───── RECORDS TO PROCESS ─────
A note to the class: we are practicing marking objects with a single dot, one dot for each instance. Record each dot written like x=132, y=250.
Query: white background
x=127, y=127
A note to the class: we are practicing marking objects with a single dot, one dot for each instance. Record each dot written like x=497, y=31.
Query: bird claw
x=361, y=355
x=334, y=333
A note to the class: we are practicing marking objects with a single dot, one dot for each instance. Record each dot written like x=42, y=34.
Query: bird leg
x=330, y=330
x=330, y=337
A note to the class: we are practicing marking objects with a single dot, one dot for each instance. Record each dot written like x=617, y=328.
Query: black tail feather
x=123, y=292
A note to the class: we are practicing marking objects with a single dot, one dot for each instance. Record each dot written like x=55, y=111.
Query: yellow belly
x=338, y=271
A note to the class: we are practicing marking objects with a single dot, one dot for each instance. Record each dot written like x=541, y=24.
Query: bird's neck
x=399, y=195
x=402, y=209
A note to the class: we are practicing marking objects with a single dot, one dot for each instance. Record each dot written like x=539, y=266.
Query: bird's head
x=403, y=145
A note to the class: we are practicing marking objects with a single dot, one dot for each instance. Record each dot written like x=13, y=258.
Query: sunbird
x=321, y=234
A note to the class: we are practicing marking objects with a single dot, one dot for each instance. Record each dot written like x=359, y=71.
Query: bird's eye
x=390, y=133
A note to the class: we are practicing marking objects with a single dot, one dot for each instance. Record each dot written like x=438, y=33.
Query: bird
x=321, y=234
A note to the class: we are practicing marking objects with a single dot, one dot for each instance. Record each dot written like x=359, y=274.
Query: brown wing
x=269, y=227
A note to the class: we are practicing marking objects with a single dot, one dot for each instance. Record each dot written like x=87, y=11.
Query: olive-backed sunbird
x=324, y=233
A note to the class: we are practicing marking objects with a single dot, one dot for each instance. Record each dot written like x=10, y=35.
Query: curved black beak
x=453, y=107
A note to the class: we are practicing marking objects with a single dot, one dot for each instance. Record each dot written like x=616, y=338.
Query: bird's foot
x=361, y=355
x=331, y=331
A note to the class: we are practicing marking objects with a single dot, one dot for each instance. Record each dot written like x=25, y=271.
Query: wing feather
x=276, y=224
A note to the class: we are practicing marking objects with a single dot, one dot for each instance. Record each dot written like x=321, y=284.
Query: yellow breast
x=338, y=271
─────
───── RECORDS TO PROCESS ─────
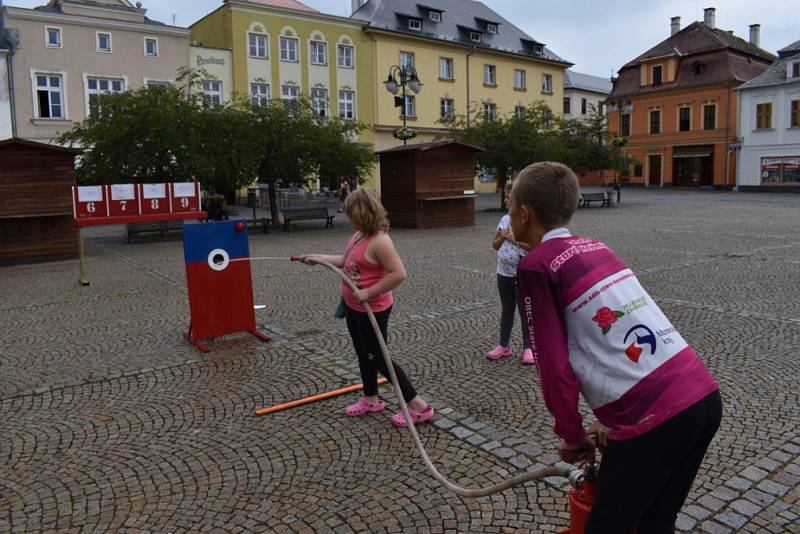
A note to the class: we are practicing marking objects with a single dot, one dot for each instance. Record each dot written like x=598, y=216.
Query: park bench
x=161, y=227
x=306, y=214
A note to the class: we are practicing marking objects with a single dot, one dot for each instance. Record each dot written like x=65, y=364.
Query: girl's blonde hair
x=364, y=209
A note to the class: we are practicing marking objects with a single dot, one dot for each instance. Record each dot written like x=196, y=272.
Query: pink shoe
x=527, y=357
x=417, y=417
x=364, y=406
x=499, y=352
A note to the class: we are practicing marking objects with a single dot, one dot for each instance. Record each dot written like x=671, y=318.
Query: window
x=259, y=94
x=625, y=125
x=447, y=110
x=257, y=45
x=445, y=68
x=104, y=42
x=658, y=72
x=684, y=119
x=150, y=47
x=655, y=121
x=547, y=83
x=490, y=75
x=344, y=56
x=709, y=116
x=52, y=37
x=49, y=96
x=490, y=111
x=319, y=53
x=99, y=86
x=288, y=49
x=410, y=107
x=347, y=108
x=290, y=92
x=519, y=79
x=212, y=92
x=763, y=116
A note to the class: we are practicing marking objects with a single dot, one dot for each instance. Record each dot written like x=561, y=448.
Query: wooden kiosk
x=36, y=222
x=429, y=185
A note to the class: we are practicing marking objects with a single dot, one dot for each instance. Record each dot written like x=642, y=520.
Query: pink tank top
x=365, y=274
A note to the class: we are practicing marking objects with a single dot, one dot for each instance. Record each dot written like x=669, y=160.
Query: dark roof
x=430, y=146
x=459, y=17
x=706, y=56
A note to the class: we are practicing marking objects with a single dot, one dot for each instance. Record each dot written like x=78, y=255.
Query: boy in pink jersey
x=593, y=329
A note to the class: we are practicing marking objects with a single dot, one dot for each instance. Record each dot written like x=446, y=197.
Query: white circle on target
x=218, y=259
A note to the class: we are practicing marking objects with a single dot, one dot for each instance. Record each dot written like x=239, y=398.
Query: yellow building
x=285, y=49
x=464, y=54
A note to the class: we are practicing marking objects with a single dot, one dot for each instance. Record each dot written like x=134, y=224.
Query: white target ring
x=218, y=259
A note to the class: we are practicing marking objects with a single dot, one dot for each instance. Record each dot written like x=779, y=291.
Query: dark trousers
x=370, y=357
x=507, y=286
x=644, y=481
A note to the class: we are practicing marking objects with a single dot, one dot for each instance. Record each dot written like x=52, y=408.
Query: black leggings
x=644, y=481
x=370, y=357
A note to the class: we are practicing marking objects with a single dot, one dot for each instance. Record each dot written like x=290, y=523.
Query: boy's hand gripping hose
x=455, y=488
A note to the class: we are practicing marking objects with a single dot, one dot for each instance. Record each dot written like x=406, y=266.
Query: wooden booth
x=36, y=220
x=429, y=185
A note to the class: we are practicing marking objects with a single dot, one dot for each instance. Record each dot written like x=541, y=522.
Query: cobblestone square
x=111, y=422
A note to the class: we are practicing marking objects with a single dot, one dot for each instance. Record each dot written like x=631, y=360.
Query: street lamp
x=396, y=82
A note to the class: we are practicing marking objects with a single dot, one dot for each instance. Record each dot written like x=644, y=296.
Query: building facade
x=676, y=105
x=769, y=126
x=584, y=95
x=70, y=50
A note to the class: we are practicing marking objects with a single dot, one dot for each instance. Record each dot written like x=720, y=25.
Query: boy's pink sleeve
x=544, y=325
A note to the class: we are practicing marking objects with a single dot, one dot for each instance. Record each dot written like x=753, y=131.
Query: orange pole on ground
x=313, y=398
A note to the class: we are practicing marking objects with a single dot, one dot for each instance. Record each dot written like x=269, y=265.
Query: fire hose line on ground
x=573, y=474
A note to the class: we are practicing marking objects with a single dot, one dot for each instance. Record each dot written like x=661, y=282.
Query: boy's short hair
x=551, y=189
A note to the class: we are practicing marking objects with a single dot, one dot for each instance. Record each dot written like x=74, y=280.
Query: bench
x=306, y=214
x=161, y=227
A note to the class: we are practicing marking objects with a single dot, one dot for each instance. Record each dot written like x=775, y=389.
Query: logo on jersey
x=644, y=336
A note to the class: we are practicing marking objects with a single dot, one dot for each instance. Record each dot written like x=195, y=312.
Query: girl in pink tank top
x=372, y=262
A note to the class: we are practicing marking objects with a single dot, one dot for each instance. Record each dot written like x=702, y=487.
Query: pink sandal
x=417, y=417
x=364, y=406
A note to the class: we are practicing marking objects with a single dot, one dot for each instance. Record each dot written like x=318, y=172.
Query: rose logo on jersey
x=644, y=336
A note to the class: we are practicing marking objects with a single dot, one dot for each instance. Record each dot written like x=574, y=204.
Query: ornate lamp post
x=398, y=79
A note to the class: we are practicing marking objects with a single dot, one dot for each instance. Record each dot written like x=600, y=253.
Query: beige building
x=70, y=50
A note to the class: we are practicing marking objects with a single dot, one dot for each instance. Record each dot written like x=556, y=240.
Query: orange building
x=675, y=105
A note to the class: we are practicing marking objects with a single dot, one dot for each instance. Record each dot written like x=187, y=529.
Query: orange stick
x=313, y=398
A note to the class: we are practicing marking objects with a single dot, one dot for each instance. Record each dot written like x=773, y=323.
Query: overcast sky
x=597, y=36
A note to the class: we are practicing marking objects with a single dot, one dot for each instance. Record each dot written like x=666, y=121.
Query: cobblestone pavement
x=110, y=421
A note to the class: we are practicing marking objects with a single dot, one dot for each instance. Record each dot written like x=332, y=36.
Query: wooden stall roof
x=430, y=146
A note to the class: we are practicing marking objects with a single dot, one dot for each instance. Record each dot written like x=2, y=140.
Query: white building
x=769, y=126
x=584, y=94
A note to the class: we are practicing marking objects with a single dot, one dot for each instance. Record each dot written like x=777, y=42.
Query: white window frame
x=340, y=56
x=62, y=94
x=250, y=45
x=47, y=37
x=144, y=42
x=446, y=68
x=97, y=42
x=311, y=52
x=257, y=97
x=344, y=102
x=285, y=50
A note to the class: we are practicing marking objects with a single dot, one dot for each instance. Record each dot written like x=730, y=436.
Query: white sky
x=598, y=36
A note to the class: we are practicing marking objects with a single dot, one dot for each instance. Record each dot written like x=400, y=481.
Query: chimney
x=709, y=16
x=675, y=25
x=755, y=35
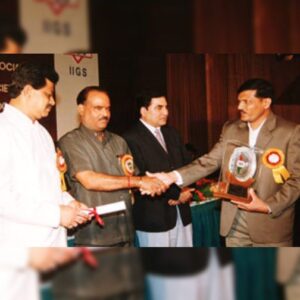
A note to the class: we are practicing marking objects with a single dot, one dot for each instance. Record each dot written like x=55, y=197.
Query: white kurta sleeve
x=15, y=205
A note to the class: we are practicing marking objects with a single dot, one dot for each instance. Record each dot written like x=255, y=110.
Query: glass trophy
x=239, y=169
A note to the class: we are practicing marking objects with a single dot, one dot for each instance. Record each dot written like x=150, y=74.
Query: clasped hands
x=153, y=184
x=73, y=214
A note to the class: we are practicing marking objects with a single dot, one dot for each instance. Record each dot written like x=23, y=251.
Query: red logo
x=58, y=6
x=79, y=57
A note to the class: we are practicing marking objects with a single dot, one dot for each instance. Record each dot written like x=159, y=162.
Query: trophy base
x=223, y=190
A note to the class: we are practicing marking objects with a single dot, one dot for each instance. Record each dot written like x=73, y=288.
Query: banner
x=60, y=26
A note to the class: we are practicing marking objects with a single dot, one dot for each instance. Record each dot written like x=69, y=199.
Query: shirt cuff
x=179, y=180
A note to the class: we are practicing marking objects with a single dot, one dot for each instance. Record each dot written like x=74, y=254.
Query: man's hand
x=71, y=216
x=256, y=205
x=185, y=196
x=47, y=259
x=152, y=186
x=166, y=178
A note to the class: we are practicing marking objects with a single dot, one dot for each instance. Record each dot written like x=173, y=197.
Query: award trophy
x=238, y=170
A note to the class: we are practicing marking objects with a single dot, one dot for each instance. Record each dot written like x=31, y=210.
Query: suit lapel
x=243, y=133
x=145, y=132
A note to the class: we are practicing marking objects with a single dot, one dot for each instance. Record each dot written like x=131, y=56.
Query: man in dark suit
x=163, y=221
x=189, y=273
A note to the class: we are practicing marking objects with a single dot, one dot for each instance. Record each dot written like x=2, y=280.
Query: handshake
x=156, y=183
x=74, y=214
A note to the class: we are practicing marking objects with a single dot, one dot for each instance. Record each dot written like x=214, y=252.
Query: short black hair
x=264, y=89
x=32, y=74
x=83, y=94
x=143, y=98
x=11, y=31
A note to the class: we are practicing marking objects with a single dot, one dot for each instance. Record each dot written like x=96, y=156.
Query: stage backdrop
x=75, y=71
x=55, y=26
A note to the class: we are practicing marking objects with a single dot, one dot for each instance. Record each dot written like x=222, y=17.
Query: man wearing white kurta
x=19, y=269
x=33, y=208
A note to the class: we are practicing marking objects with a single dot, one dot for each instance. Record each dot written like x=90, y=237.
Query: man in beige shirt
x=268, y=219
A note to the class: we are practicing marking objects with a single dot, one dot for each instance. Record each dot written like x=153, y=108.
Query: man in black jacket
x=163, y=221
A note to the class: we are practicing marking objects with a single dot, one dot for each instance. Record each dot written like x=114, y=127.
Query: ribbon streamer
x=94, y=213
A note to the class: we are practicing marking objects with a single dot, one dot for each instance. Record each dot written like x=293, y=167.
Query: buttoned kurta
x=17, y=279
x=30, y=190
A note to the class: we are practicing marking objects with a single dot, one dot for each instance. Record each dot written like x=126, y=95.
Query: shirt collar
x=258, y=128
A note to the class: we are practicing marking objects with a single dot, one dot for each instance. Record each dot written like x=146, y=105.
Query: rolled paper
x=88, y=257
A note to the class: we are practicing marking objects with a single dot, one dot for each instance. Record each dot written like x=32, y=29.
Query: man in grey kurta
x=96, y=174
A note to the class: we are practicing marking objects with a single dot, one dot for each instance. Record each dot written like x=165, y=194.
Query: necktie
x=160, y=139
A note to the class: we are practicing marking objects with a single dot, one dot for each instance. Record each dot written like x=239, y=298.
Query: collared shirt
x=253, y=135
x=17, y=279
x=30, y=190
─────
**YOUR GOAL**
Please return only the lines above, starting at the line that has "like x=541, y=522." and ending at the line that has "like x=661, y=282.", keeping both and leaving each one unchanged.

**WRITTEN SOLUTION**
A note to the class: we are practicing marking objects with a single dot, one dot for each instance. Record each dot written like x=541, y=522.
Query: cobblestone square
x=111, y=422
A note to the class: we are practicing marking objects with a single dot, one dot for each instance. Record each dot written like x=631, y=360.
Query: street lamp
x=396, y=82
A note to the class: we are practicing marking objects with a single dot, one dot for each instance. Record each dot written like x=644, y=296.
Query: building facade
x=676, y=105
x=769, y=126
x=584, y=95
x=70, y=50
A note to the class: we are practicing marking objects with a single dot, one dot for each instance. Record each dot written like x=720, y=25.
Query: boy's pink sleeve
x=544, y=325
A note to the class: we are practicing marking objects with a single dot, one dot for each instance. Record each dot written like x=753, y=131.
Query: orange pole on ground
x=313, y=398
A note to the class: we are practicing marking objects with a single dot, one dot for each instance. Record each dot written like x=269, y=265.
Query: fire hose line on ground
x=573, y=474
A note to the class: we are practicing marking objects with a single dot, one dot for each instance. Record each dot written like x=661, y=282.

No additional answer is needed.